[Data items]
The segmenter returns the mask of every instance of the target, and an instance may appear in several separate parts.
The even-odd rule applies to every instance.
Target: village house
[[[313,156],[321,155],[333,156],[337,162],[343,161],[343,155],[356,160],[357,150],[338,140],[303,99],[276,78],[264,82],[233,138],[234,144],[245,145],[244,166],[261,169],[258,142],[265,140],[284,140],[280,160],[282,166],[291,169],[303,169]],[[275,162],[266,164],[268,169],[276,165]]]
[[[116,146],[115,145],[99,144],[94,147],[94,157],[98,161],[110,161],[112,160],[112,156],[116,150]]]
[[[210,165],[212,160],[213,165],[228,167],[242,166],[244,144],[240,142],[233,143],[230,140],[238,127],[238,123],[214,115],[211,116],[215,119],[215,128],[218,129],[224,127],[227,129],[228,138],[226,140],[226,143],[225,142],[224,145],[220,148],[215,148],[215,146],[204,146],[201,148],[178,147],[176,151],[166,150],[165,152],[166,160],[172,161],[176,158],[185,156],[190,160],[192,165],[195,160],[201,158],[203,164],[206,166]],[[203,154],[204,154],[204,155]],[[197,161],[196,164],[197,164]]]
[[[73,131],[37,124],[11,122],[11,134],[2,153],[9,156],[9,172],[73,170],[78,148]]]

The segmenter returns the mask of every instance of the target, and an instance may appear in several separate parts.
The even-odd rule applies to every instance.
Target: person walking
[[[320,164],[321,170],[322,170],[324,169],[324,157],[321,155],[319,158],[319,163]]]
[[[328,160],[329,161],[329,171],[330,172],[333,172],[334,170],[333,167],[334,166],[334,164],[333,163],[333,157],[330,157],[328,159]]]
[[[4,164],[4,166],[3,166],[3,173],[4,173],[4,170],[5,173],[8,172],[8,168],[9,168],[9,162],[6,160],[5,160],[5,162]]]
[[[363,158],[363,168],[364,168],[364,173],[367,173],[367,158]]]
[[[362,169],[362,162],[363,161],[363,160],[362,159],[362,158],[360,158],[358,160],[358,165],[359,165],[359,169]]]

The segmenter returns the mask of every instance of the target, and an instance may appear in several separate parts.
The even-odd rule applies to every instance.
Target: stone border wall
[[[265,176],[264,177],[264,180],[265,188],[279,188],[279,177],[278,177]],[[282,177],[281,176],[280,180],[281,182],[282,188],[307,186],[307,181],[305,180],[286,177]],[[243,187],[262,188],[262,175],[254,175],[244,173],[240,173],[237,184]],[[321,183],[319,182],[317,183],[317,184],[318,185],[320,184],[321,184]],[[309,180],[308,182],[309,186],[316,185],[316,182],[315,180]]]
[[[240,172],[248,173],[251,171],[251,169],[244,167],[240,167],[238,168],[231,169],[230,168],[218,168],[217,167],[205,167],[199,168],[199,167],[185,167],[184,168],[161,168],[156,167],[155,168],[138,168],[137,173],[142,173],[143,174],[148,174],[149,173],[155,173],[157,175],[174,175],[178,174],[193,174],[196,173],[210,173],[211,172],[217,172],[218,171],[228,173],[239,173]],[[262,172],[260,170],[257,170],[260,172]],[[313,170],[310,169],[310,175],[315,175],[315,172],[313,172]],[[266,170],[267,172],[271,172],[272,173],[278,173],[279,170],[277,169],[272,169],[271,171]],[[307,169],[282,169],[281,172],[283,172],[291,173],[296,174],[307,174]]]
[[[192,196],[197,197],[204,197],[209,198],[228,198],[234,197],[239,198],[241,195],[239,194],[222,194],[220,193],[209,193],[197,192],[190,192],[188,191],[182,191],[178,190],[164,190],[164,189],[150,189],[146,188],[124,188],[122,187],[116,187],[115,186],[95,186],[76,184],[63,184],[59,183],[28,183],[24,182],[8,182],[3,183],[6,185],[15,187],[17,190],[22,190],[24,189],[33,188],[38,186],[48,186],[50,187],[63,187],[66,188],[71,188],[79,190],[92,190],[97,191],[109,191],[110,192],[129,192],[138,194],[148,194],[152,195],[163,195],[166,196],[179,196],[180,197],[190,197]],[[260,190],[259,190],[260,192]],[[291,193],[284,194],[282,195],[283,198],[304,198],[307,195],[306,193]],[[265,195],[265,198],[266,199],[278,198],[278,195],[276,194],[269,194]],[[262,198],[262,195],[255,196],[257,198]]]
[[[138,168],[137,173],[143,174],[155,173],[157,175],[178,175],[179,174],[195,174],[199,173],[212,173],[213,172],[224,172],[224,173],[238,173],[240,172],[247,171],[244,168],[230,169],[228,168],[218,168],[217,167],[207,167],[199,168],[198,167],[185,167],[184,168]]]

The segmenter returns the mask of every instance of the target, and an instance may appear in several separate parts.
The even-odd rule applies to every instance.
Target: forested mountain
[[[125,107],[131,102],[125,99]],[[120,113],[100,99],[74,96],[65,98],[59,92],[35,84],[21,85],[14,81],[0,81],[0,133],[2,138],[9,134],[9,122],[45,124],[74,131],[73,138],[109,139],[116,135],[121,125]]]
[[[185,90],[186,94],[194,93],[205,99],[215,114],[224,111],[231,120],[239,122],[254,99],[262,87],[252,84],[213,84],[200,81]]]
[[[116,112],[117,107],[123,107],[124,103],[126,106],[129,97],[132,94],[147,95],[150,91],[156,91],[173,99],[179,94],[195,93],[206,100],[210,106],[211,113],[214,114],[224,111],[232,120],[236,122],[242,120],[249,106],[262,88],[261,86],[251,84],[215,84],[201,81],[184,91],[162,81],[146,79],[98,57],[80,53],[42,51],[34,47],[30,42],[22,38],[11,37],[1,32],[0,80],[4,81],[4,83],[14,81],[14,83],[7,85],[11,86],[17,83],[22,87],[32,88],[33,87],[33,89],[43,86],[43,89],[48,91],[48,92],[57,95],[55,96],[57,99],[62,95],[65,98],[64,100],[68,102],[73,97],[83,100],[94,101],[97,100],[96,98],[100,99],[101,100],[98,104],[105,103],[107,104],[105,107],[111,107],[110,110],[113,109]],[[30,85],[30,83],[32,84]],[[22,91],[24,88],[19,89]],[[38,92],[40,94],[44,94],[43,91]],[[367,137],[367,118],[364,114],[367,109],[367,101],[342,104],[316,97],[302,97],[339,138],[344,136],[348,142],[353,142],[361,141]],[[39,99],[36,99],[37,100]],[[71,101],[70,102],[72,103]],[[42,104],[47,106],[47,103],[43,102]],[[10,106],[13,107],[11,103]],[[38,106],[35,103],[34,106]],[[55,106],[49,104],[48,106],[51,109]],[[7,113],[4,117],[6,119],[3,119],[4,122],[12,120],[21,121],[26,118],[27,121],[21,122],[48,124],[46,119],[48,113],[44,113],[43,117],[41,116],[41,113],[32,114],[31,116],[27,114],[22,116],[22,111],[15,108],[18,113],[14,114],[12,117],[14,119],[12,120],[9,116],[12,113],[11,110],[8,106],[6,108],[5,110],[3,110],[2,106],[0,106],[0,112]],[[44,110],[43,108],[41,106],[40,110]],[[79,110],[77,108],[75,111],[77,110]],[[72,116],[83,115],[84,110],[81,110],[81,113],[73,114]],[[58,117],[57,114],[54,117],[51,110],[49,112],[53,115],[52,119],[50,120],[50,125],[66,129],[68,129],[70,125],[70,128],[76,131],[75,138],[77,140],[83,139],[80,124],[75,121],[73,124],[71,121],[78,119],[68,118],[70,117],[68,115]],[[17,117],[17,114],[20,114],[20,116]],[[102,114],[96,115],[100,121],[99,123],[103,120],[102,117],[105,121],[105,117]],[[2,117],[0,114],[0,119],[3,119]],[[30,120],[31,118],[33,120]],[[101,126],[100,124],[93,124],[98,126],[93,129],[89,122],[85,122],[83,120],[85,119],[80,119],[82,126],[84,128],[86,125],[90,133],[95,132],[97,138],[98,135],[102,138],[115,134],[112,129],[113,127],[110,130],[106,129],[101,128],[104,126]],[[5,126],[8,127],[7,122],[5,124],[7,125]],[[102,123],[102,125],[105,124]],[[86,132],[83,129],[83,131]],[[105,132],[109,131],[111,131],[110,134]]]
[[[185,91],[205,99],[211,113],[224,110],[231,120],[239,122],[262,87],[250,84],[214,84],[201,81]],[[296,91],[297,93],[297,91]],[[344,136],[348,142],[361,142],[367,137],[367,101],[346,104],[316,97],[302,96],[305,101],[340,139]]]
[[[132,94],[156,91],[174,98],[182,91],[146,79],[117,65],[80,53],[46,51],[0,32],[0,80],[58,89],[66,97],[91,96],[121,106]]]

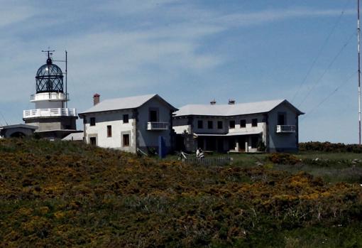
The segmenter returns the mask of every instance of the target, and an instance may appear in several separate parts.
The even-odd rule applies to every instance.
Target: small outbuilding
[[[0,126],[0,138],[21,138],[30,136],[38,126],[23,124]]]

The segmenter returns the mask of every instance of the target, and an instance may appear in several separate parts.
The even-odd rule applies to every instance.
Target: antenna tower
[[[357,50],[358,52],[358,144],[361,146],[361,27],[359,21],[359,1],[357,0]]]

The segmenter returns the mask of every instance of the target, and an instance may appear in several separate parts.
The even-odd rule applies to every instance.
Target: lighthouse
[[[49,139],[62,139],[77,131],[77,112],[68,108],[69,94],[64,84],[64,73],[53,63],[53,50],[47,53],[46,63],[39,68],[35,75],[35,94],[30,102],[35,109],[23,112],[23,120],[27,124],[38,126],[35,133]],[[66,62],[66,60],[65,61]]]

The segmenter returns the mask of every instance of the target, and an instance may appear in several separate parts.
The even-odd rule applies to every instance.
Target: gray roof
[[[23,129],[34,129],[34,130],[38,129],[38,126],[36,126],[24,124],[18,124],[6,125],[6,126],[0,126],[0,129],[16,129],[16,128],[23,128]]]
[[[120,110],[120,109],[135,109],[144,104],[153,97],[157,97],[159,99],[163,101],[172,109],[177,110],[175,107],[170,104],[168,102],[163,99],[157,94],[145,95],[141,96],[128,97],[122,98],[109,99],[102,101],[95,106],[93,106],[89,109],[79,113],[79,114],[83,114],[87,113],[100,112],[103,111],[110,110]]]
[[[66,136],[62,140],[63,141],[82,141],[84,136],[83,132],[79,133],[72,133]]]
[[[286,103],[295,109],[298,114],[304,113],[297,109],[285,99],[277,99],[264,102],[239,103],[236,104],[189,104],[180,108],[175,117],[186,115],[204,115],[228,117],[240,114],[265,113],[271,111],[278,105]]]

Objective »
Return, word for word, every line from the first line of the data items down through the line containing "Target: village house", including that line.

Answer to the task »
The segmenter returns the mask of every instance of the target, and an instance may appear in several separate parts.
The even-odd rule applies to every instance.
Target: village house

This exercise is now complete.